** Задание **
Продолжите статью о Шаламове и его «Колымских рассказах», начав сразу после её последнего предложения.

** Предложенный текст **

*-*-*

Но несомненно, что понятие «народ» у Шаламова и Достоевского не совпадало.

Двадцатый век своими испытаниями дал горькое право русскому писателю прочувствовать, подобно Анне Ахматовой:

Нет, и не под чуждым небосводом,
И не под защитой чуждых крыл, –
Я была тогда с моим народом,
Там, где мой народ, к несчастью, был[11].

Еще жёстче Шаламов в автобиографической книге «Четвертая Вологда» скажет:

«И пусть мне не «поют» о народе. Не «поют» о крестьянстве. Я знаю, что это такое. Пусть аферисты и дельцы не поют, что интеллигенция перед кем-то виновата.

Интеллигенция ни перед кем не виновата. Дело обстоит как раз наоборот. Народ, если такое понятие существует, в неоплатном долгу перед своей интеллигенцией».[12]

Здесь — не только горечь одного из каторжных «Иванов Иванычей», но и ощущение долга осмыслить пережитое.

«20-й век принес сотрясение, потрясение в литературу, — замечал Шаламов. — Ей перестали верить, и писателю оставалось для того, чтобы оставаться писателем, притворяться не литературой, а жизнью — мемуаром, рассказом, [вжатым] в жизнь плотнее, чем это сделано у Достоевского в «Записках из Мертвого дома». Вот психологические корни моих «Колымских рассказов» ...

Второе — не менее существенное — то, что рассказы эти показывают человека в исключительных обстоятельствах, когда все отрицательное [нрзб] обнажено безгранично, с новостями весьма примечательного отрицательного рода.

Человек в глубине души несет дурное начало, а доброе проясняется не на самом дне, а гораздо дальше.

Вот этот-то зёв — и [нрзб][13] и Освенцим, и Колыма — есть опыт 20-го столетия, и я в силах этот опыт закрепить и показать. Так что в познавательной части в «КР» тоже есть кое-что полезное, хотя для художественной прозы это прежде всего душа художника, его лицо и боль.

Я летописец собственной души, не более. Можно ли писать, чтобы чего-то не было злого и для того, чтобы не повторилось. Я в это не верю, и такой пользы мои рассказы не принесут».[14]

Колымские лагеря Шаламов воспринимает как грозное предзнаменование новейшего времени, перечеркивающее прекраснодушные надежды человечества на исторический прогресс. Тревога эта была знакома уже пушкинской эпохе, получила, в частности, отражение в стихотворении Е.А.Баратынского «Последний поэт»:

Век шествует путем своим железным,
В сердцах корысть, и общая мечта
Час от часу насущным и полезным
Отчетливей, бесстыдней предана...[15]

«Пиковая дама» Пушкина, в сущности, о том же. «Легкомысленный» прежний век здесь запечатлен в безделушках кабинета, которые бросились в глаза Германну, пробирающемуся в покои старой графини: «По всем углам торчали фарфоровые пастушки, столовые часы работы славного Leroy, коробочки, рулетки, веера и разные дамские игрушки, изобретенные в конце минувшего столетия вместе с Монгольфьеровом шаром и Месмеровым магнетизмом» (VIII,240). Всё это именно «игрушки», предназначенные для забавы, иногда щекочущей нервы, — как и карточная игра, которая, однако, для человека нового поколения овеяна маниакальной мечтой о «насущном и полезном».

*-*-*

** Исходные данные **
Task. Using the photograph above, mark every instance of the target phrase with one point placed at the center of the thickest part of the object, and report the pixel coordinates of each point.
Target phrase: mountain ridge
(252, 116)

*-*-*

** Письменный ответ **
Сходный — с «Пиковой дамой» — прием изображения эпохи мы находим в рассказе Шаламова «Шахматы доктора Кузьменко». Внешне это бытовая зарисовка о не состоявшейся в лагерной больнице шахматной игре. Рассказчик, расставляющий фигуры, слепленные из тюремного хлеба, узнает историю создания этих шахмат руками скульптора Кулагина, ушедшего в колымское небытие и перед смертью в припадке безумия, вызванного голодом, попытавшегося съесть всю партию. Впрочем, проглочены были только белая ладья и голова черного ферзя.

Натуралистическая концовка рассказа по-шаламовски вызывает ощущение, подобное болевому шоку:

« — Я не велел (сообщает доктор Кузьменко — С.Ф.) доставать ладью из желудка. Во время вскрытия это можно было сделать. И голову ферзя тоже... Поэтому эта игра, эта партия без двух фигур. Ваш ход, маэстро.

– Нет, — сказал я. — Мне что-то расхотелось...» (2,369).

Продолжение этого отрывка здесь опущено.